:: GOAL ::
Find every line in the rows below that contains the word "flower", with case counting, and copy each of those lines.

-------- EXTRACTED INFORMATION

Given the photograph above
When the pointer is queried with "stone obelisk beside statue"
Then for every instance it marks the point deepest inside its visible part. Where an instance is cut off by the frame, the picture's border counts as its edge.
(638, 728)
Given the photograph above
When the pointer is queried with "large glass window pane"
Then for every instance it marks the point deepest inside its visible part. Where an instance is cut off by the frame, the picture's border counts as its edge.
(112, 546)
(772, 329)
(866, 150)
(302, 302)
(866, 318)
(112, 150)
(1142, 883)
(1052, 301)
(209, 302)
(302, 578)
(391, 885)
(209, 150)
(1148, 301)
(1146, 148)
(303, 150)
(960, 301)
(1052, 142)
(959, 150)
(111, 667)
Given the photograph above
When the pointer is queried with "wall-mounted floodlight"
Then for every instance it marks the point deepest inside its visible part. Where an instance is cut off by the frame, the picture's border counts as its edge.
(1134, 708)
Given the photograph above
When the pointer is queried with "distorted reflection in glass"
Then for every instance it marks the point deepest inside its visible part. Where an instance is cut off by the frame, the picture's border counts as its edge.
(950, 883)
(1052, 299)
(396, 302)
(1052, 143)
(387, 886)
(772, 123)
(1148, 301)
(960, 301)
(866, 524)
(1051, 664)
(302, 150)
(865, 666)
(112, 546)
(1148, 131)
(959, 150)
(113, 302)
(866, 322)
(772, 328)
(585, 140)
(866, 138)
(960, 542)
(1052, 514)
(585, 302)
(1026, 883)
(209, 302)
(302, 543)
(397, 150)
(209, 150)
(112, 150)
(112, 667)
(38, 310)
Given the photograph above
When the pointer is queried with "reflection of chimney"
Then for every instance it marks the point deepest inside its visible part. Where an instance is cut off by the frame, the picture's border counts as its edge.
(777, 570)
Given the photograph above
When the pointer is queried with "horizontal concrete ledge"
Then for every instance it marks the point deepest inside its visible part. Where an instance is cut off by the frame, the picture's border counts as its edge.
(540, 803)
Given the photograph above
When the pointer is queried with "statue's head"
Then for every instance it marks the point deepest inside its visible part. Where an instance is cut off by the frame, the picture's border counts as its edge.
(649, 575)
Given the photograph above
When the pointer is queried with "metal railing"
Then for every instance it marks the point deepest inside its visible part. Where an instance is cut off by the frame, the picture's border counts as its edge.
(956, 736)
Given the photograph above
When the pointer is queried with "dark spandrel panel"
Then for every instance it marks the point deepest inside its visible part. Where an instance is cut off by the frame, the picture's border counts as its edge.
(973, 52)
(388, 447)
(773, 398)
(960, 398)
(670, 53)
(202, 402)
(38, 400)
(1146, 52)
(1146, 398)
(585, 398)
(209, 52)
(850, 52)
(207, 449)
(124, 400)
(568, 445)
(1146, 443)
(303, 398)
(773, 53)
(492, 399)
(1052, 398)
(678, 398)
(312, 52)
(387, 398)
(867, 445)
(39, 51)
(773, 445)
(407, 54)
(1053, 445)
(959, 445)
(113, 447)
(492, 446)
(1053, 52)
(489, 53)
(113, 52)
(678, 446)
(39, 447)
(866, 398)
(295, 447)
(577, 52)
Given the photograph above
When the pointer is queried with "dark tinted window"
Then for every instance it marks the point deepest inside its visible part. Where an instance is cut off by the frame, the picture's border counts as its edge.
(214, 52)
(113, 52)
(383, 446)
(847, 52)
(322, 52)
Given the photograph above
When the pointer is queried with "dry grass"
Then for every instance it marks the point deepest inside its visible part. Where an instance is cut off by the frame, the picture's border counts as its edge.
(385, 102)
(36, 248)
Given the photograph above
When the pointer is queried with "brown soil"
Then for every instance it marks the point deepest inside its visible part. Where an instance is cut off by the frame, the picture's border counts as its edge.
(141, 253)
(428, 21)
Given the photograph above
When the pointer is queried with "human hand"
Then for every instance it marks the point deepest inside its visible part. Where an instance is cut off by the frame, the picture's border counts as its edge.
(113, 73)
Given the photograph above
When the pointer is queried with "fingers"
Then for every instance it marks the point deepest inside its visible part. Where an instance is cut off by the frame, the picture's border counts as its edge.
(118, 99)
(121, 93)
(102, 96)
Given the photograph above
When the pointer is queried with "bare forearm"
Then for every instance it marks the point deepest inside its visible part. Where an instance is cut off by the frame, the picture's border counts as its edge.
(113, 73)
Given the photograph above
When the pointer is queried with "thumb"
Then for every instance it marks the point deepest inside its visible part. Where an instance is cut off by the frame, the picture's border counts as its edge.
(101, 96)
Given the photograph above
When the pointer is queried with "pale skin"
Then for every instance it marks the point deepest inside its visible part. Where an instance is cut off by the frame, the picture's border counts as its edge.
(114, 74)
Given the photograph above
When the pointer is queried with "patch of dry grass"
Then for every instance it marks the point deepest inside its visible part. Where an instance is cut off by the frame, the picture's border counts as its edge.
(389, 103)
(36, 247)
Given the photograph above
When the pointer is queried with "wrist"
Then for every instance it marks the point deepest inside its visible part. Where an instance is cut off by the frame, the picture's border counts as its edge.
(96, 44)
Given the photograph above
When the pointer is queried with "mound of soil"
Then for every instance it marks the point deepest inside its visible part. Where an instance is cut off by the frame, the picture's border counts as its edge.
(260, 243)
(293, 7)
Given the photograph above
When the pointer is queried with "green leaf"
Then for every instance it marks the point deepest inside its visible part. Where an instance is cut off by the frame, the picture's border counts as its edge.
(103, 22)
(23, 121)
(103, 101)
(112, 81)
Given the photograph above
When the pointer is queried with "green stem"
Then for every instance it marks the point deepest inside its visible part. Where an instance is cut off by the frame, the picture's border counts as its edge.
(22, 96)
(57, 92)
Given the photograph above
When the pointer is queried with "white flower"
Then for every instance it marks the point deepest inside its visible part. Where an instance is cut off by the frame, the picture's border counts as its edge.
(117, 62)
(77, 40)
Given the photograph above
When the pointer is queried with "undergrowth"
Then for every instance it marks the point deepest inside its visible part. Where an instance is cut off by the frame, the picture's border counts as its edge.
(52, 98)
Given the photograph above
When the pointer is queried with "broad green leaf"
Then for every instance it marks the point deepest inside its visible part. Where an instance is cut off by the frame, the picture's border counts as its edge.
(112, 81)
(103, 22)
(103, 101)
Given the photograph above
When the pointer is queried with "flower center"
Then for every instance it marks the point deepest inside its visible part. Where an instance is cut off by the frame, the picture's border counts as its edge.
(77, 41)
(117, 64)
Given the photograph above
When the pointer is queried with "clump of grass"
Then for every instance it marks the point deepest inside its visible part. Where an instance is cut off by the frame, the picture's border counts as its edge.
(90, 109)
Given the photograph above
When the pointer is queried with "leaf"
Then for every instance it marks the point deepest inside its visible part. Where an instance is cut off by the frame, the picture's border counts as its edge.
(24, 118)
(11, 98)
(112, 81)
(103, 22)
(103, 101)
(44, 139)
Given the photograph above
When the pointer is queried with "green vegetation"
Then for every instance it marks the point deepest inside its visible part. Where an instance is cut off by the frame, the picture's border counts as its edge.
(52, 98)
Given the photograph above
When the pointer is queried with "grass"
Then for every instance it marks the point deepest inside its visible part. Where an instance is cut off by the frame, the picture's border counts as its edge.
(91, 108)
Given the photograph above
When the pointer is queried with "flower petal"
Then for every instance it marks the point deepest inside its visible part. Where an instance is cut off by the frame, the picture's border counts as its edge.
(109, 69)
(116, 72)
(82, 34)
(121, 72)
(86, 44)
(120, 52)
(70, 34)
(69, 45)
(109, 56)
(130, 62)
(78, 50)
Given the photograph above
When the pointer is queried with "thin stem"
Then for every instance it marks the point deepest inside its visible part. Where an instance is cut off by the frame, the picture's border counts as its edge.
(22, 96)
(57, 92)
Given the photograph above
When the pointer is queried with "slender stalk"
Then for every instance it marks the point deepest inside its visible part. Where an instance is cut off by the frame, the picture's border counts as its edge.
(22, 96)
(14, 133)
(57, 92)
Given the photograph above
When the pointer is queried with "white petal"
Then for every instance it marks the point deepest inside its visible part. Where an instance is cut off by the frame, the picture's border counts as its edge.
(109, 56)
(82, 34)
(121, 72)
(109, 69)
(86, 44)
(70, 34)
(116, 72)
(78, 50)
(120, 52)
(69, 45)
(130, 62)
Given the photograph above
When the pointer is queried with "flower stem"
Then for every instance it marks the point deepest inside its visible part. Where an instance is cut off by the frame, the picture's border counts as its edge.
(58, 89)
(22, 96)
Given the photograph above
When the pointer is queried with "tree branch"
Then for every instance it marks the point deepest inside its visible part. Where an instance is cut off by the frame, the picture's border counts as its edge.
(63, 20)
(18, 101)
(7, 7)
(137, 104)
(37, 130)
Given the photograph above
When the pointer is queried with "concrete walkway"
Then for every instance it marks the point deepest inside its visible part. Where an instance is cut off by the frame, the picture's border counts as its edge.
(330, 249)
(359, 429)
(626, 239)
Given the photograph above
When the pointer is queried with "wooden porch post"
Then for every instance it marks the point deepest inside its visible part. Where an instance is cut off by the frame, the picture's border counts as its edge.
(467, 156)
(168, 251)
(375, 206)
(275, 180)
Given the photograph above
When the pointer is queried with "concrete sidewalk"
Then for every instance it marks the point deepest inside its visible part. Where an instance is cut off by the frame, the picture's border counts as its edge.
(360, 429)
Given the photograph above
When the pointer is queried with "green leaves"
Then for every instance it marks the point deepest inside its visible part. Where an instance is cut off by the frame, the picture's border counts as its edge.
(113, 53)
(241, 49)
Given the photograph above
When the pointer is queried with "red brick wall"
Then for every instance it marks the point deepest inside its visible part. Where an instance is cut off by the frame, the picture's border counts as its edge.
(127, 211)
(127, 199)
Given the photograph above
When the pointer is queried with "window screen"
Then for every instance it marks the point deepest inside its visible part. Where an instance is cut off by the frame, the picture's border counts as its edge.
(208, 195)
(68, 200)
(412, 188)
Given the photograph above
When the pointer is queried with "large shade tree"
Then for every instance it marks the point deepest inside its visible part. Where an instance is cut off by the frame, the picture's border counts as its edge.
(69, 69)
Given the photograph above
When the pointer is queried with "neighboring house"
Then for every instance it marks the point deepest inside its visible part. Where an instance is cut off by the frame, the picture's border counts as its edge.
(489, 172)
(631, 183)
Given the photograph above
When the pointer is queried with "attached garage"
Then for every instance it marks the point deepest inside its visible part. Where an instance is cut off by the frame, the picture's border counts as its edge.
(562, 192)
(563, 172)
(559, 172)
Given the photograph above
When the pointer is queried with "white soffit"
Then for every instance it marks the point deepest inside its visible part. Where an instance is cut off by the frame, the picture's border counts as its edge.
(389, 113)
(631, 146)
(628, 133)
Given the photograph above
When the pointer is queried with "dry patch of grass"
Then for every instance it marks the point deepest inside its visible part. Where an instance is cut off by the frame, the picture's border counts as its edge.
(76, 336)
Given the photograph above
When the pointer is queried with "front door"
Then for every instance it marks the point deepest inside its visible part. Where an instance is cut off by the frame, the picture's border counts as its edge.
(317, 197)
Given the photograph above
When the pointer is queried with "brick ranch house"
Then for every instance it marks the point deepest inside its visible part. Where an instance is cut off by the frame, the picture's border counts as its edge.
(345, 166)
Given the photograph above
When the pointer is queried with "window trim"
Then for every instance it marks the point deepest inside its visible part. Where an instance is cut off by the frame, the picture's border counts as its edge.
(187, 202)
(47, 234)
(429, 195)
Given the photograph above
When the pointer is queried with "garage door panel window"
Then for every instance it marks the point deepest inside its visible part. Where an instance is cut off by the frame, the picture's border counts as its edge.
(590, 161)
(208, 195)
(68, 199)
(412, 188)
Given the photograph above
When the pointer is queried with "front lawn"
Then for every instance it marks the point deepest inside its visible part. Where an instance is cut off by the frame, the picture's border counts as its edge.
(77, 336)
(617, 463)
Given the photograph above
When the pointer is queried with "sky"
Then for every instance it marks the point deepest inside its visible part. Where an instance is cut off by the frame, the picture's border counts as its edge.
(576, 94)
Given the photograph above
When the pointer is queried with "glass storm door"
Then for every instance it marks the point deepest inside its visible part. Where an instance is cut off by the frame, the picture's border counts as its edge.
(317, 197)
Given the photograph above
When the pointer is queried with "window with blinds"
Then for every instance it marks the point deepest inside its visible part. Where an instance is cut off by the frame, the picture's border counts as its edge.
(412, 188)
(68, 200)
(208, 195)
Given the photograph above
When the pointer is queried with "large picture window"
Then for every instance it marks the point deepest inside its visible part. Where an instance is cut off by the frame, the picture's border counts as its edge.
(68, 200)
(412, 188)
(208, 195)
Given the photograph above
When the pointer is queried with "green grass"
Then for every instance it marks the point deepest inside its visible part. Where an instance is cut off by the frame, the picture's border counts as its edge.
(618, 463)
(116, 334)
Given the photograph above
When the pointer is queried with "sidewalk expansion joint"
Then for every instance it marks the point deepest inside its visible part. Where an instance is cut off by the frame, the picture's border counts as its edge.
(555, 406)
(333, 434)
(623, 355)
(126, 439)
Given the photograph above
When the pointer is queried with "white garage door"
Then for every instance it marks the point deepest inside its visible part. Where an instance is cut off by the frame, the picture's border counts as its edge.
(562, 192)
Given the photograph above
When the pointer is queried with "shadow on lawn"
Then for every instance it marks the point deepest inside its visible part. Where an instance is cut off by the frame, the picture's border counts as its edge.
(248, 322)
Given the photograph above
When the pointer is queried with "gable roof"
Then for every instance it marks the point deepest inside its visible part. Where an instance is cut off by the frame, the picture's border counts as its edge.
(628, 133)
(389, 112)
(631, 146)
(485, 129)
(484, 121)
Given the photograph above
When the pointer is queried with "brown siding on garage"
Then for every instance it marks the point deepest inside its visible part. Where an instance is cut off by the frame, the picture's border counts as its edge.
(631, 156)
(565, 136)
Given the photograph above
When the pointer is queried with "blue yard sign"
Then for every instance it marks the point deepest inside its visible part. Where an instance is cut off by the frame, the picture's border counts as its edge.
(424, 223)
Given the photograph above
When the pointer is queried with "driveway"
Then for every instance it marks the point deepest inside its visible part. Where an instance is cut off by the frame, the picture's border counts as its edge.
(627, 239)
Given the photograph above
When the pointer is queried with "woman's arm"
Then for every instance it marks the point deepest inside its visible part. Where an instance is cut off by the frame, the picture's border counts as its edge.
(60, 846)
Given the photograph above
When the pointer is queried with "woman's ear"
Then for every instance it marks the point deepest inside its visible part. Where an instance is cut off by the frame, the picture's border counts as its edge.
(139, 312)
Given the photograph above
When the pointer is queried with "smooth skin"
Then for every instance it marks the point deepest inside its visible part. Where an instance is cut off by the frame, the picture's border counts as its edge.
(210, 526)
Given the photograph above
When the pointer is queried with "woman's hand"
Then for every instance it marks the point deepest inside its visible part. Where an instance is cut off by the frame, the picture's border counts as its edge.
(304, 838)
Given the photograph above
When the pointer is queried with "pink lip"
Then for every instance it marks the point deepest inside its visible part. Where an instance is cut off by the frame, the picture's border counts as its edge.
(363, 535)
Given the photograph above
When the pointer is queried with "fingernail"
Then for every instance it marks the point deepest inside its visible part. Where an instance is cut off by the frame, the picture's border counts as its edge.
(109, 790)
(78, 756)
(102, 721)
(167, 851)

----------------

:: RESULT ::
When the pointer is queried with "white flower"
When the pointer is queried with "flower center"
When the pointer is queried with "flower petal"
When the pointer is queried with "flower stem"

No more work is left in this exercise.